*SUPPLIED PASSAGE:*

☆ ☆ ☆

[](https://sonarcloud.io/summary/new_code?id=Djoe-Denne_wav2vec2-rs) [](https://sonarcloud.io/summary/new_code?id=Djoe-Denne_wav2vec2-rs) [](https://sonarcloud.io/summary/new_code?id=Djoe-Denne_wav2vec2-rs) [](https://sonarcloud.io/summary/new_code?id=Djoe-Denne_wav2vec2-rs)
# wav2vec2-align
A Rust library for **CTC forced alignment** using wav2vec2 acoustic models. Maps a known transcript onto an audio signal at word level, producing millisecond-precision timing boundaries with per-word confidence scores.
Forced alignment solves the problem of synchronizing text with speech: given audio and its transcript, it determines exactly *when* each word is spoken. This is foundational for subtitle generation, speech corpus annotation, audiobook segmentation, and pronunciation analysis.
The library implements the full pipeline — from raw audio to timestamped words — with three parallel Viterbi backends (CPU, wgpu, CUDA) and a multi-policy blank expansion strategy that produces MFA-quality word boundaries.
---
## Acknowledgments
This project was heavily inspired by [wav2vec2aligner](https://github.com/EveryVoiceTTS/wav2vec2aligner) by EveryVoiceTTS. The original Python/TorchAudio implementation served both as a reference for understanding the alignment pipeline and as a comparison baseline for benchmarking. The benchmark harness on the Python side was also built on top of that project (see the patch file `wav2vec2aligner-main.perf-monitoring.patch`). Many thanks to the authors for making their work available.
---
## Features
- **CTC Viterbi forced alignment** with reachability-band pruning for O(T·S) DP instead of naive O(T·S²)
- **Three compute backends**: CPU (always available), wgpu (Vulkan/DX12/Metal), CUDA with zero-copy ORT integration
- **Two model runtimes**: Candle (pure Rust, safetensors) and ONNX Runtime (with CUDA EP support)

☆ ☆ ☆

Location annotation dataset excerpts
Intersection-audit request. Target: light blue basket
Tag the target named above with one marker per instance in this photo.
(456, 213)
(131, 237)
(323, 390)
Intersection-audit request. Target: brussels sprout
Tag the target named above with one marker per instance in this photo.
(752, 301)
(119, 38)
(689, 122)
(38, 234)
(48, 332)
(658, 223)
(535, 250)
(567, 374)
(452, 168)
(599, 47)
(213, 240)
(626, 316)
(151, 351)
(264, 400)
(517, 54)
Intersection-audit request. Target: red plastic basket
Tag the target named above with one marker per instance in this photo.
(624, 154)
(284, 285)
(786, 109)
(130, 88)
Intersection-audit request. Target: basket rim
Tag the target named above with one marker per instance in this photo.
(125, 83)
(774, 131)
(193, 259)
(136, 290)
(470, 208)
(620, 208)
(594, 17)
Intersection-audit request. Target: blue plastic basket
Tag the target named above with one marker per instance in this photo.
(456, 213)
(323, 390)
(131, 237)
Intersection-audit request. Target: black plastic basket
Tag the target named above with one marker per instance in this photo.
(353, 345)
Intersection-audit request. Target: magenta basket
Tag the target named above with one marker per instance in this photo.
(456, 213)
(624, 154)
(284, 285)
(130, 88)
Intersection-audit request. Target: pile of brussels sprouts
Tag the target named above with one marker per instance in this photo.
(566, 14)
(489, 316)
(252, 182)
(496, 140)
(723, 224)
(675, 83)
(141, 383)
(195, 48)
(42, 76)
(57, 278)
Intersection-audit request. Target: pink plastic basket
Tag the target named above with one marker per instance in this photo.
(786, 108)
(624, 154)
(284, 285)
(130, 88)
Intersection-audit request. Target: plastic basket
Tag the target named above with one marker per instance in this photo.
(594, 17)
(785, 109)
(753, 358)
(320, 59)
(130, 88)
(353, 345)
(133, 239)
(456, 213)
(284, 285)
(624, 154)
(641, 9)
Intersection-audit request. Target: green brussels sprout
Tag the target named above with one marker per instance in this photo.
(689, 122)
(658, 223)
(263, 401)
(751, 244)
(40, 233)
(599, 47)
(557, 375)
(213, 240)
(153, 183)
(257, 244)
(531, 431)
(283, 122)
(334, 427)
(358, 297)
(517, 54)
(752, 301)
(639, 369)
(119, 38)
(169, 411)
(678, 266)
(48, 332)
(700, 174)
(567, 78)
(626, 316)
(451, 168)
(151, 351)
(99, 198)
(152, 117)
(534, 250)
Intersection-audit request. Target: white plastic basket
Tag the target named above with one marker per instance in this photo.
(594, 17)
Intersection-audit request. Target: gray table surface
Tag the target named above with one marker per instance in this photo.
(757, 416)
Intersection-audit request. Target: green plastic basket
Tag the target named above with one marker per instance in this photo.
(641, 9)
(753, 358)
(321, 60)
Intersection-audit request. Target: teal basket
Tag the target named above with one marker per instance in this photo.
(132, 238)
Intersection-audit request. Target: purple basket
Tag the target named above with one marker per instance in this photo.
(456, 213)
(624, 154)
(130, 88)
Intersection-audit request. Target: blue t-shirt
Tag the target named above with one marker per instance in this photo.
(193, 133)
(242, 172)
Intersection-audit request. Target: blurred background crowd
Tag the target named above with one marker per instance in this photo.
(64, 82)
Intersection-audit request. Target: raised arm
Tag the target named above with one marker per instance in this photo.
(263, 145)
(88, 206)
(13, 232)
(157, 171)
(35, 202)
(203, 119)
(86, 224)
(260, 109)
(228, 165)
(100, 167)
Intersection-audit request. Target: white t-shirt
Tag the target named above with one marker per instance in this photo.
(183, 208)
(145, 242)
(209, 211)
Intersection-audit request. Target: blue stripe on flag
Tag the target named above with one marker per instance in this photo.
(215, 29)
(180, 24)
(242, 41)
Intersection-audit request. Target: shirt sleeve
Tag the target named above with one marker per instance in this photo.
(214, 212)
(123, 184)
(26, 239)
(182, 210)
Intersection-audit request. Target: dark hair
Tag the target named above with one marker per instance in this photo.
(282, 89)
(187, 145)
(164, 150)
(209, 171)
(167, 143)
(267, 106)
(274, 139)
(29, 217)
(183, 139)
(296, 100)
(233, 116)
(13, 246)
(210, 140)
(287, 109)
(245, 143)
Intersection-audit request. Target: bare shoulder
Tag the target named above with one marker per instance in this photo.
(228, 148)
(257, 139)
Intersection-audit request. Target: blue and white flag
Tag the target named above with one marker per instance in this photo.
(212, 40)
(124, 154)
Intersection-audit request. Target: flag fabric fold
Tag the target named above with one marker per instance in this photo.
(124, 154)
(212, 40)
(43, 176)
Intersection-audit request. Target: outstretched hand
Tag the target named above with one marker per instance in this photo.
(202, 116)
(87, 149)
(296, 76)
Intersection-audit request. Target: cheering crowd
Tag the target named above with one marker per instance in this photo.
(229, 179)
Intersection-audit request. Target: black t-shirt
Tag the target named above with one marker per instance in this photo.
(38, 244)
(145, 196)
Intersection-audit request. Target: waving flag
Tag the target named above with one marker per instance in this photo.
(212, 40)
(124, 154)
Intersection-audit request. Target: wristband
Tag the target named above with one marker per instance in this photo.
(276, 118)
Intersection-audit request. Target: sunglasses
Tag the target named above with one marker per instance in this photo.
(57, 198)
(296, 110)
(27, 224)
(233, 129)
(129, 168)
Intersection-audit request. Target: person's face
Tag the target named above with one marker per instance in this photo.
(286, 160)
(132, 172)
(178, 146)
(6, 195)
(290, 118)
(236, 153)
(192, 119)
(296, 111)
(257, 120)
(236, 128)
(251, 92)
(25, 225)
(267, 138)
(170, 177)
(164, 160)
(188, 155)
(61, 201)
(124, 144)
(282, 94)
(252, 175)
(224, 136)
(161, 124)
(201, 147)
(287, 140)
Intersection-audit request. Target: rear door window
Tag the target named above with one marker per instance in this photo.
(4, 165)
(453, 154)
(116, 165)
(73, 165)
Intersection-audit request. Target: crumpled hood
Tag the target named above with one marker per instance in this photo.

☆ ☆ ☆

*WRITTEN TASKS:*
A) Answer these from the wav2vec2-align passage, one line each:
(i) Which three backends does the library offer for Viterbi alignment?
(ii) Which project heavily inspired this one?
(iii) Which two model runtimes does it support?
B) Summarize the wav2vec2-align passage in two sentences.
C) Using the wav2vec2-align passage, decide whether each statement agrees with it. Answer yes or no, and quote the words that decide it.
(i) The library gives a confidence score for each word it aligns.
(ii) The wgpu backend is always available.
(iii) The Python benchmark harness was written from scratch.
This data is not needed for anything here.

*RESPONSES PER TASK:*
A)
(i) CPU, wgpu and CUDA
(ii) wav2vec2aligner by EveryVoiceTTS
(iii) Candle and ONNX Runtime

B) wav2vec2-align is a Rust library that uses wav2vec2 acoustic models for CTC forced alignment, matching a known transcript to audio and giving millisecond-precision word boundaries with per-word confidence scores. It covers the whole pipeline from raw audio to timestamped words, with CPU, wgpu and CUDA Viterbi backends, Candle and ONNX Runtime model runtimes, and a design heavily inspired by the Python project wav2vec2aligner.

C)
(i) Yes: "producing millisecond-precision timing boundaries with per-word confidence scores."
(ii) No: "CPU (always available), wgpu (Vulkan/DX12/Metal)"
(iii) No: "The benchmark harness on the Python side was also built on top of that project"